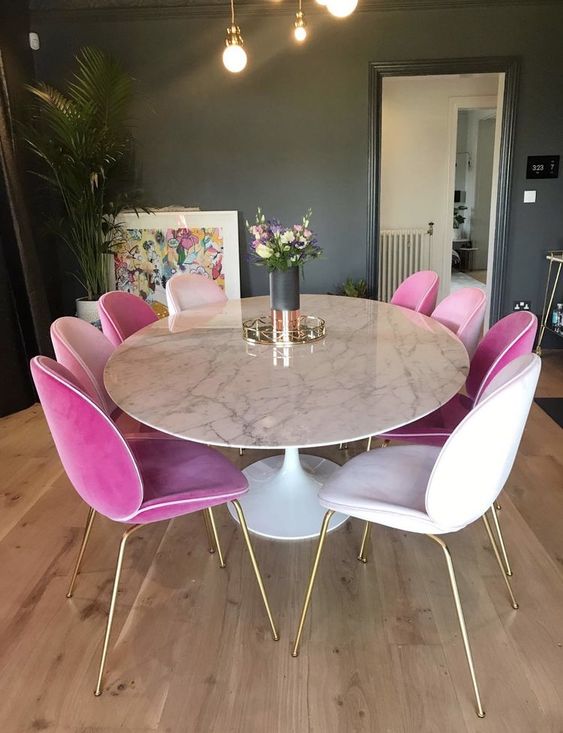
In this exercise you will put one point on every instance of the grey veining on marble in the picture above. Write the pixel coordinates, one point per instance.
(378, 368)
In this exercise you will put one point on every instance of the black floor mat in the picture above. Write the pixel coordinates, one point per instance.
(553, 406)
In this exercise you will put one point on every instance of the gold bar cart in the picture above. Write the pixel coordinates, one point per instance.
(555, 259)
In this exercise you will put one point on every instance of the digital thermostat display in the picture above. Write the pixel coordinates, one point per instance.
(543, 166)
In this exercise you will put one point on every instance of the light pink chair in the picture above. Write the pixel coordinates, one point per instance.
(84, 351)
(189, 290)
(435, 491)
(463, 312)
(136, 480)
(418, 292)
(122, 314)
(509, 338)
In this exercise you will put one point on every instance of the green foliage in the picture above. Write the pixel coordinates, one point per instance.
(82, 139)
(354, 288)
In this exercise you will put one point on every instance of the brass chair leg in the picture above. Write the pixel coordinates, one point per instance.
(453, 582)
(112, 604)
(307, 601)
(499, 560)
(85, 537)
(211, 520)
(210, 543)
(362, 557)
(507, 569)
(257, 573)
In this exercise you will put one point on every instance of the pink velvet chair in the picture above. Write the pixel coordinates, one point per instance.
(463, 312)
(188, 290)
(122, 314)
(418, 292)
(437, 491)
(510, 338)
(137, 479)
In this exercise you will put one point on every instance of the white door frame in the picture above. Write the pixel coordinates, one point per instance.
(456, 104)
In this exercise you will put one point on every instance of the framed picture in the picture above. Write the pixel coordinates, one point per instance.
(164, 242)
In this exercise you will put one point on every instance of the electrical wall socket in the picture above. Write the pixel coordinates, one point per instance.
(522, 305)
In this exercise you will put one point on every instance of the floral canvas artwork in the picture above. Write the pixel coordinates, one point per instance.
(148, 258)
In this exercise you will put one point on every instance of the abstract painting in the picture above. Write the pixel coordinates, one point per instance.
(161, 244)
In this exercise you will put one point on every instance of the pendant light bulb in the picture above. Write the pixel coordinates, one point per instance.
(234, 55)
(341, 8)
(299, 32)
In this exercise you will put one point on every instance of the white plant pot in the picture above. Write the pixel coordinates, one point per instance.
(87, 310)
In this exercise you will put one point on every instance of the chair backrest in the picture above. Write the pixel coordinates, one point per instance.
(122, 314)
(475, 462)
(510, 337)
(418, 292)
(84, 351)
(95, 456)
(189, 290)
(463, 312)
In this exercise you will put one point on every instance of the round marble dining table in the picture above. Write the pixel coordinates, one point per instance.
(193, 376)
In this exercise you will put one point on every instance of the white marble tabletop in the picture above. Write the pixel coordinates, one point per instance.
(379, 367)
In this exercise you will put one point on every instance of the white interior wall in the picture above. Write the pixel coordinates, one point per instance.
(415, 153)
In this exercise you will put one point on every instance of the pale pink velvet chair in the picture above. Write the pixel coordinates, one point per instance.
(137, 479)
(122, 314)
(509, 338)
(435, 491)
(189, 290)
(463, 312)
(418, 292)
(84, 351)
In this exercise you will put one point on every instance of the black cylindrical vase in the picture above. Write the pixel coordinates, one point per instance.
(284, 301)
(284, 289)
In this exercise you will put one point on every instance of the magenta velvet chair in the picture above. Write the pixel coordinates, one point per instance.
(122, 314)
(418, 292)
(189, 290)
(463, 312)
(511, 337)
(135, 480)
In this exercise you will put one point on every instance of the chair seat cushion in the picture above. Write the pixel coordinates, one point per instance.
(386, 486)
(180, 477)
(435, 428)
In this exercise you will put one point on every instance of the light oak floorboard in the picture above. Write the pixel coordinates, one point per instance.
(191, 648)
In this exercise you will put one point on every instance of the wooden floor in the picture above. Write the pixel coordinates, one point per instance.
(192, 651)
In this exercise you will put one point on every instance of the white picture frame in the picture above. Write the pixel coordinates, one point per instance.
(144, 263)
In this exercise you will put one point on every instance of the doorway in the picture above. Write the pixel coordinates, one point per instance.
(417, 183)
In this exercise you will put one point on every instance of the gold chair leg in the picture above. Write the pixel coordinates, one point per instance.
(499, 560)
(307, 601)
(85, 537)
(112, 604)
(257, 573)
(211, 521)
(210, 543)
(362, 557)
(507, 569)
(453, 582)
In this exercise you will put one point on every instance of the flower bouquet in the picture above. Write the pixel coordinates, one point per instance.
(283, 250)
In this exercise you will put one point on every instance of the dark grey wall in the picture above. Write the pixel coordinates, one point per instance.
(291, 131)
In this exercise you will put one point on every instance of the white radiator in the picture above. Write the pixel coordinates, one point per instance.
(401, 252)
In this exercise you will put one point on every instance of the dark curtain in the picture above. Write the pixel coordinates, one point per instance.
(32, 287)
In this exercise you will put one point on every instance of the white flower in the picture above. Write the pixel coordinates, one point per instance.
(263, 251)
(287, 237)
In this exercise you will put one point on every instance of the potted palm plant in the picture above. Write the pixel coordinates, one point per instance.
(82, 138)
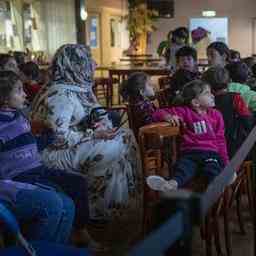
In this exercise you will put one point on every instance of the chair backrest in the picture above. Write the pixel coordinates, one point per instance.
(132, 120)
(39, 127)
(164, 82)
(163, 97)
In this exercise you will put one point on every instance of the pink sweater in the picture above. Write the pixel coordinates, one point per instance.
(201, 131)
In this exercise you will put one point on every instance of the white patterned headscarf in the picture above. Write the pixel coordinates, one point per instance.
(73, 65)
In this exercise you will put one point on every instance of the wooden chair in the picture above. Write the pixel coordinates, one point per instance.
(164, 82)
(163, 98)
(150, 140)
(103, 90)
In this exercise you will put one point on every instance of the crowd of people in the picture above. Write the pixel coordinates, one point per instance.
(90, 172)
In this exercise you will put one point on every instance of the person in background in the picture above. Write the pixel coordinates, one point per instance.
(218, 54)
(8, 62)
(234, 56)
(186, 58)
(239, 74)
(203, 141)
(20, 57)
(31, 74)
(164, 45)
(236, 115)
(138, 91)
(179, 38)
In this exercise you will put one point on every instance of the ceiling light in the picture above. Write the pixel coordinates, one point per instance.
(208, 13)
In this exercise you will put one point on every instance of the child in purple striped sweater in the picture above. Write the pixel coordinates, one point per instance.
(31, 191)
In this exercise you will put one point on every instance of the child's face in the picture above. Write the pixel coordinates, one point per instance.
(205, 99)
(17, 97)
(180, 40)
(12, 66)
(187, 63)
(215, 59)
(148, 91)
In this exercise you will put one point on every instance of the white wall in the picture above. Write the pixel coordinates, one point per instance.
(239, 12)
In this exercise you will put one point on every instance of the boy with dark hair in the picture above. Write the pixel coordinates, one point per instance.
(239, 74)
(236, 115)
(186, 58)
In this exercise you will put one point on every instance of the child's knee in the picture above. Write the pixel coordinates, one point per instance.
(68, 206)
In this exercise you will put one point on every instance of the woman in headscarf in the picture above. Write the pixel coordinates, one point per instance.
(108, 158)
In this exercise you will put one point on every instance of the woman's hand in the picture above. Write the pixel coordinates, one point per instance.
(173, 120)
(105, 135)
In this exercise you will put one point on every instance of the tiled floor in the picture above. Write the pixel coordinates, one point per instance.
(241, 244)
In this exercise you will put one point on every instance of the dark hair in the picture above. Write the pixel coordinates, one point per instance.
(254, 70)
(180, 32)
(31, 70)
(216, 77)
(180, 78)
(131, 87)
(238, 72)
(191, 90)
(221, 48)
(249, 61)
(186, 51)
(19, 57)
(4, 58)
(8, 79)
(233, 54)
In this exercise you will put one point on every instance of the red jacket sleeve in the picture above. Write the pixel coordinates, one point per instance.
(240, 105)
(220, 137)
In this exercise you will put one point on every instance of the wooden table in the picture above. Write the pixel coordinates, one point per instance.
(144, 61)
(118, 74)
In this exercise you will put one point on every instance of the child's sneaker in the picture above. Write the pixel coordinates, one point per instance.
(158, 183)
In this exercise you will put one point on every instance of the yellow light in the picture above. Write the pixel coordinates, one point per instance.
(83, 14)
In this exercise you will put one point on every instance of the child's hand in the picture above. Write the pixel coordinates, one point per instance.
(105, 135)
(174, 120)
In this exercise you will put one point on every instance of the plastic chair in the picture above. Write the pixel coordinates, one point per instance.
(35, 248)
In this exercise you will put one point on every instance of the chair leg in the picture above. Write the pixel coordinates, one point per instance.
(250, 198)
(217, 237)
(227, 230)
(208, 236)
(238, 212)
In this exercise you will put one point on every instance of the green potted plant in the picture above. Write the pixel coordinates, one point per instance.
(140, 21)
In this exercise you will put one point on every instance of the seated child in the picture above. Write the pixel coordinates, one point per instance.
(234, 56)
(202, 141)
(138, 91)
(218, 54)
(8, 62)
(186, 58)
(239, 73)
(236, 115)
(31, 74)
(21, 163)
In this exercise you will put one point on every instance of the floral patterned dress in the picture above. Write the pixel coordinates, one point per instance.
(112, 167)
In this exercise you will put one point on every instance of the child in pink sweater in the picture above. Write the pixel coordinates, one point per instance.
(202, 142)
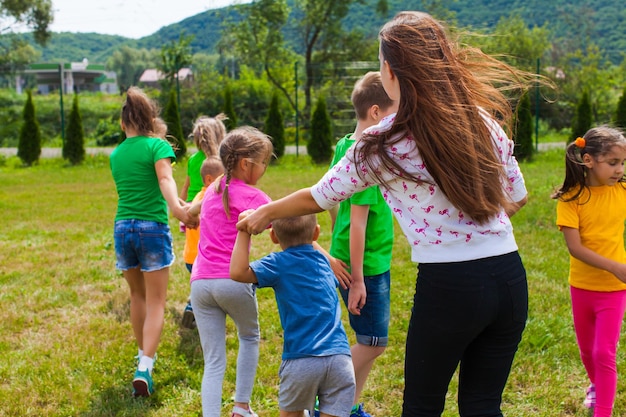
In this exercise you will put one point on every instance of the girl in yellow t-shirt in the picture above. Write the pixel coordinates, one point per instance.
(591, 211)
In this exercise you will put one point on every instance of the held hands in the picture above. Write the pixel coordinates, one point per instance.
(356, 297)
(340, 268)
(253, 222)
(184, 216)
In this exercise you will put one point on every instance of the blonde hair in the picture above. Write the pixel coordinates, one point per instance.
(445, 92)
(141, 113)
(208, 133)
(243, 142)
(368, 91)
(294, 231)
(212, 166)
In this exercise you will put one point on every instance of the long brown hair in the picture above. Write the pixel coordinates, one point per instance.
(444, 89)
(141, 113)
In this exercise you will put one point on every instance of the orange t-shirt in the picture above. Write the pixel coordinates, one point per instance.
(599, 215)
(192, 236)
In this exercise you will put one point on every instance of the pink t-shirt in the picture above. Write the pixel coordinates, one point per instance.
(217, 231)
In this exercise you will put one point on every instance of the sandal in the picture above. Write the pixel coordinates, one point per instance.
(243, 412)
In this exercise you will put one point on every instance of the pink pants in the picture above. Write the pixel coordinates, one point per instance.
(598, 321)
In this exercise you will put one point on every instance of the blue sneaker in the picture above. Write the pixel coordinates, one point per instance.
(142, 384)
(357, 411)
(189, 320)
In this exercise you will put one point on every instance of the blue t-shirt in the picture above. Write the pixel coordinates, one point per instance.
(306, 294)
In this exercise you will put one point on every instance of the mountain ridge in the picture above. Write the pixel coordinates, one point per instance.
(569, 20)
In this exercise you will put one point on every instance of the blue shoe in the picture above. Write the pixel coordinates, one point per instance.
(189, 320)
(359, 412)
(142, 384)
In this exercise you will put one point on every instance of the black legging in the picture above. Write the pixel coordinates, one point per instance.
(470, 312)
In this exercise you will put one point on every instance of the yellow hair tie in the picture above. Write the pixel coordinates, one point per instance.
(580, 142)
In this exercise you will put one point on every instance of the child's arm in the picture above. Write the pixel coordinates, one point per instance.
(184, 192)
(358, 223)
(580, 252)
(240, 259)
(167, 185)
(339, 267)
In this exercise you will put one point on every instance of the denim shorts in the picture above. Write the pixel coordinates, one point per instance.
(372, 325)
(142, 243)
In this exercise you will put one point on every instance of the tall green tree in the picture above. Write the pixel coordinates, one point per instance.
(524, 130)
(258, 37)
(583, 118)
(74, 145)
(257, 41)
(171, 115)
(29, 146)
(620, 114)
(229, 109)
(319, 145)
(174, 56)
(275, 128)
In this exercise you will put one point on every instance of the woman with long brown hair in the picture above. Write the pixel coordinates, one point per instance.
(446, 168)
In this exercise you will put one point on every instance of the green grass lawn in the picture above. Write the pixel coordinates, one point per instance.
(66, 345)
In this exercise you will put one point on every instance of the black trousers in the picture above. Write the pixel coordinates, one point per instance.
(469, 313)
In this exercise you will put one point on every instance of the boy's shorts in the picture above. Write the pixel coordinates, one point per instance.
(330, 378)
(372, 326)
(142, 243)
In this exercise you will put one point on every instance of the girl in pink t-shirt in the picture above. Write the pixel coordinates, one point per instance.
(245, 153)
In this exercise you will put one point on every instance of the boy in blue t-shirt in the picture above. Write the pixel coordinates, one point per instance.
(316, 353)
(363, 239)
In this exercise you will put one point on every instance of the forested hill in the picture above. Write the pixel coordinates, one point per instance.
(601, 21)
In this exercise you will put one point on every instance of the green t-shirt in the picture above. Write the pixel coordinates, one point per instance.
(196, 181)
(379, 229)
(132, 165)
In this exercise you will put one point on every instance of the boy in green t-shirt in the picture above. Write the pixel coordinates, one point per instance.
(363, 239)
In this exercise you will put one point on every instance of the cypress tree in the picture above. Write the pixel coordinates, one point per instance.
(74, 145)
(524, 130)
(171, 115)
(582, 120)
(229, 110)
(29, 146)
(319, 146)
(620, 116)
(274, 127)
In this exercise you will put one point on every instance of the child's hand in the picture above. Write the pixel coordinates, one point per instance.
(340, 268)
(620, 272)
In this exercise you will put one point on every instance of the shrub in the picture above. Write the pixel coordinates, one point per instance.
(29, 146)
(275, 128)
(108, 132)
(319, 146)
(74, 144)
(620, 116)
(524, 130)
(582, 120)
(171, 115)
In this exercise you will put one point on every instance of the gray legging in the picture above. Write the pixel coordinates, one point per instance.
(212, 300)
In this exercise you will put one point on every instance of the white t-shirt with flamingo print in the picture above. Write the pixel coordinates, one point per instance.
(436, 230)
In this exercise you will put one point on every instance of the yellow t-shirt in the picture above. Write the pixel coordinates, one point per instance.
(192, 236)
(598, 214)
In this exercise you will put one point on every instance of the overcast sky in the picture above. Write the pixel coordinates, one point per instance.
(129, 18)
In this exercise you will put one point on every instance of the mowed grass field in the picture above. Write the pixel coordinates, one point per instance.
(66, 345)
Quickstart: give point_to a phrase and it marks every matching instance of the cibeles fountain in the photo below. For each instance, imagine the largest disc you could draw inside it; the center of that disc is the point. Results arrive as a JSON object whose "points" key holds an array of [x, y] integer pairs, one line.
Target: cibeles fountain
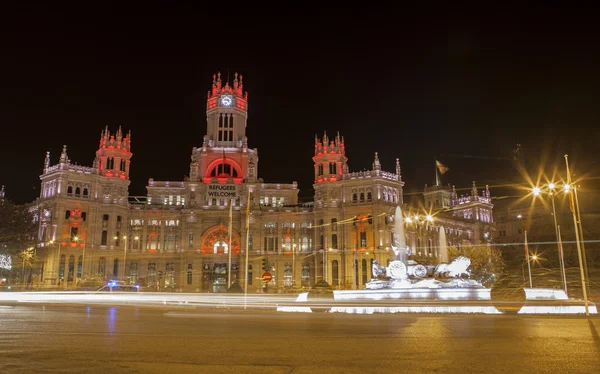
{"points": [[416, 288], [402, 273]]}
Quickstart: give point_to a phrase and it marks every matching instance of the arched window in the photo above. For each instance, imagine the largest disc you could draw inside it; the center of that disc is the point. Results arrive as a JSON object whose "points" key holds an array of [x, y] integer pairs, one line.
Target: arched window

********************

#### [Try it]
Search the material for the string "window" and return each line that has it.

#### [Result for this task]
Quickstart: give point_to a phrase and it marks every matching instance of the arched window in the photo above. For each instance, imagine the largest disc you could draw inside it; the center of that disc is the point. Results arrive as a JSON object whose "points" key holds an array of [x, y] integer pairs, one line.
Target: arched window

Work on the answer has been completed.